* Instruction
Reproduce the listing from the line containing "Task: Q: Indicate the white paper" through the end, substituting "sheet of white paper" for "white paper sheet" and leaving everything else unchanged.

* Data in this exercise
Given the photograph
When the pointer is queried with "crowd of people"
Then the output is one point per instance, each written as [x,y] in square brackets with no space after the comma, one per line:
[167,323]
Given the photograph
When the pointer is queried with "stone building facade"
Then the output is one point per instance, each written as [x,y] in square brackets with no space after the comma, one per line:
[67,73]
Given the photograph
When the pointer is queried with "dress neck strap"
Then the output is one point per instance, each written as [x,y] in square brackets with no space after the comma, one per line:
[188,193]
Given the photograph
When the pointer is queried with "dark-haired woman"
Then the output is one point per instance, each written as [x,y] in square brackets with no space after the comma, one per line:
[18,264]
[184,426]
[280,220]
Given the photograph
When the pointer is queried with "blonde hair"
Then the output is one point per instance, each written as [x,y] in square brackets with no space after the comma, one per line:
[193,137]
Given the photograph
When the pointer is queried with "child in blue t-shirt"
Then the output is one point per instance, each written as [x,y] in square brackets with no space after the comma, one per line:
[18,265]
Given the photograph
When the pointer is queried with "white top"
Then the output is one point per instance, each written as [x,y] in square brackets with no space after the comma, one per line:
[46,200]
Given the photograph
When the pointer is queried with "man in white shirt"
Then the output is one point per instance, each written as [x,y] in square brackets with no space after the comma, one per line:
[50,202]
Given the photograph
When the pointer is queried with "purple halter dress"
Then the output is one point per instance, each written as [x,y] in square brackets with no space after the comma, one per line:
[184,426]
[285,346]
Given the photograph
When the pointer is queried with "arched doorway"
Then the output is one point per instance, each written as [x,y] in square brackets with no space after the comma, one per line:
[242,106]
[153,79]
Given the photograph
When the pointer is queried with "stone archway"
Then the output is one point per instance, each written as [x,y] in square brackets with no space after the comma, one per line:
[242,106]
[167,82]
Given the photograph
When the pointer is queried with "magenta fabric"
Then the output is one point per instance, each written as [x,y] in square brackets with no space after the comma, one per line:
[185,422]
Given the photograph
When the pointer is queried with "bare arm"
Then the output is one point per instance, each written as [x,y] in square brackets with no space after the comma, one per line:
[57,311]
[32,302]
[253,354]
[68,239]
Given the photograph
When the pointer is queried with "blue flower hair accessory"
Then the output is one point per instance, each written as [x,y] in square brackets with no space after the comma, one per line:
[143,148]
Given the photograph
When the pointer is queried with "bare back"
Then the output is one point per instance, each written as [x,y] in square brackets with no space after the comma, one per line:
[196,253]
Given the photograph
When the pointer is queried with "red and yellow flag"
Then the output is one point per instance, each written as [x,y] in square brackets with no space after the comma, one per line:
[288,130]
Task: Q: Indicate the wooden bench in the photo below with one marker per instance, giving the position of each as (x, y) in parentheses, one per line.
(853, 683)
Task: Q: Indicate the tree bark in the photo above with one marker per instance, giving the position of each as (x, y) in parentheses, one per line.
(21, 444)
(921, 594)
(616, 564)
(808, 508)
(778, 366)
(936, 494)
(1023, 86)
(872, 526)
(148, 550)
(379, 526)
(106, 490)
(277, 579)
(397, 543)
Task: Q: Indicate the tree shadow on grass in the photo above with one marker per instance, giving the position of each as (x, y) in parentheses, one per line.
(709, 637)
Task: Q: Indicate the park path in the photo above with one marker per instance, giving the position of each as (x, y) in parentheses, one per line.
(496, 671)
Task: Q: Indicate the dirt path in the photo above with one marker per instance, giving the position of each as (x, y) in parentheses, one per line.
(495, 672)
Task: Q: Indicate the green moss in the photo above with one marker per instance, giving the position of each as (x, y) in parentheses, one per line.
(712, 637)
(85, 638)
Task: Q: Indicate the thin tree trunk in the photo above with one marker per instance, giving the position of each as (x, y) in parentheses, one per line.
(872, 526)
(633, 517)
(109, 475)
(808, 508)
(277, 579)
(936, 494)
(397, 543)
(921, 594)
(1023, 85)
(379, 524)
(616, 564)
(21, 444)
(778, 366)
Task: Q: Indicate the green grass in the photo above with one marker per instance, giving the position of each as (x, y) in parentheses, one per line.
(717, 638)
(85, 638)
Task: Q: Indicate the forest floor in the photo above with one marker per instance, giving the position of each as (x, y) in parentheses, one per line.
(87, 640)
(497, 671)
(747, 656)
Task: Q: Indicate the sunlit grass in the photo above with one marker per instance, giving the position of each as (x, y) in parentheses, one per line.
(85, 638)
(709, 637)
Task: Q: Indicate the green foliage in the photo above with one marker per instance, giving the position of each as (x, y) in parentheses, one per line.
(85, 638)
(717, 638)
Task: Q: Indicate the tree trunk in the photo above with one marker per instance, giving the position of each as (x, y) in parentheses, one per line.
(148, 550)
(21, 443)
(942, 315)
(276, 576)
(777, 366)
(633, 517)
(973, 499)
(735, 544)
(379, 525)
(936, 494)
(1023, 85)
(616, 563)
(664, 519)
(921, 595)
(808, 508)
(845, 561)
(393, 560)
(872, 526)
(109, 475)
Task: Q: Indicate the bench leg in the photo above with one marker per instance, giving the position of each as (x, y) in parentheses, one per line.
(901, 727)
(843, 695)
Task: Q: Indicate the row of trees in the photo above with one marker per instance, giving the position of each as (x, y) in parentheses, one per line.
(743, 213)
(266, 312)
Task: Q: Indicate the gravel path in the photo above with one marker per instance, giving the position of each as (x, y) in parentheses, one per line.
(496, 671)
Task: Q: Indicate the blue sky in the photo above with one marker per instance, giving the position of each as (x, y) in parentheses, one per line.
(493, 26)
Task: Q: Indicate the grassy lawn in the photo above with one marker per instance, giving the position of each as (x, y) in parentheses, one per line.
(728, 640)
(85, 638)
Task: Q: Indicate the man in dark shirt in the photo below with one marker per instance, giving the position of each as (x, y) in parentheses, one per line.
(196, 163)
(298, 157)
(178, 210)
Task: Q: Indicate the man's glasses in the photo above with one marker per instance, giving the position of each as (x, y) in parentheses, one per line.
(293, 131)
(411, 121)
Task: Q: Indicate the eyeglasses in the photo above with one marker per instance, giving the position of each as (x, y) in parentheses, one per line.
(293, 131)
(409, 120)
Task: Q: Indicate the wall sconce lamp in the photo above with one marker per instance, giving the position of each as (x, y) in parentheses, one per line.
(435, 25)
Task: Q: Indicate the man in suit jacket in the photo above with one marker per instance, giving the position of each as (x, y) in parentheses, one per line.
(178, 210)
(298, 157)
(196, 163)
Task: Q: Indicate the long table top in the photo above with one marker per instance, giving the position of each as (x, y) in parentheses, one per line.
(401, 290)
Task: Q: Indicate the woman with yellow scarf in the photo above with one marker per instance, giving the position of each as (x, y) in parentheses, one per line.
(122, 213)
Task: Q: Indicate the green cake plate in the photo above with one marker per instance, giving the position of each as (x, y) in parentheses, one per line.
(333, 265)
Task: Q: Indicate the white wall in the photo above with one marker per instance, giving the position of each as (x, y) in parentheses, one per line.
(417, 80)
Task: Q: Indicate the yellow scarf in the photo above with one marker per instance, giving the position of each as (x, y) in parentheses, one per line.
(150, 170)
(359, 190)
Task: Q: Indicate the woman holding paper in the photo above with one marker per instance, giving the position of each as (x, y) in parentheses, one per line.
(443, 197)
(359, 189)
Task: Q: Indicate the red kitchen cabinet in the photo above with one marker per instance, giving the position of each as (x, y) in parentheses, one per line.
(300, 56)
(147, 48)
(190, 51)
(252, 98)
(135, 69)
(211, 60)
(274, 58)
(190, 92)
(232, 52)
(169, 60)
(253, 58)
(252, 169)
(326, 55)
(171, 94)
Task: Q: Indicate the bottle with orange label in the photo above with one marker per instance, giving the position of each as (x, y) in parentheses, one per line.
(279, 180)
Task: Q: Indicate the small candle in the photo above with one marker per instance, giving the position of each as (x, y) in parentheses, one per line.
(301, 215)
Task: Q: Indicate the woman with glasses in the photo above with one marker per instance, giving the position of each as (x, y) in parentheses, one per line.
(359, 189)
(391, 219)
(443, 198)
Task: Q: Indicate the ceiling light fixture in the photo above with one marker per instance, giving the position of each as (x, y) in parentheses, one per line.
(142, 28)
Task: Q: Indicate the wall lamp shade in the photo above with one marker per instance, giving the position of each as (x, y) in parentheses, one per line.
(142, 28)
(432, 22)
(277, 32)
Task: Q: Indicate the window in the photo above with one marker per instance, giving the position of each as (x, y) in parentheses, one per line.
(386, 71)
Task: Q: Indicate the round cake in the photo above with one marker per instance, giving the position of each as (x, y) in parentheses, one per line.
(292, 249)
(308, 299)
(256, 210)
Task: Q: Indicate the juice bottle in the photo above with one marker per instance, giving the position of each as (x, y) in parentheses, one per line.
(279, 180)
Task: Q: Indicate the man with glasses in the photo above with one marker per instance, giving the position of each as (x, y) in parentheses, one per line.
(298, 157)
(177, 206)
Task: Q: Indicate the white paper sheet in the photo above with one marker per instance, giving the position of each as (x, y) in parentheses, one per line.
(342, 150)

* Worked answer
Task: Q: Indicate the sheet of white paper in the photo above with one marker per instance, giving the position of each as (x, y) in parentheses, one per line.
(342, 150)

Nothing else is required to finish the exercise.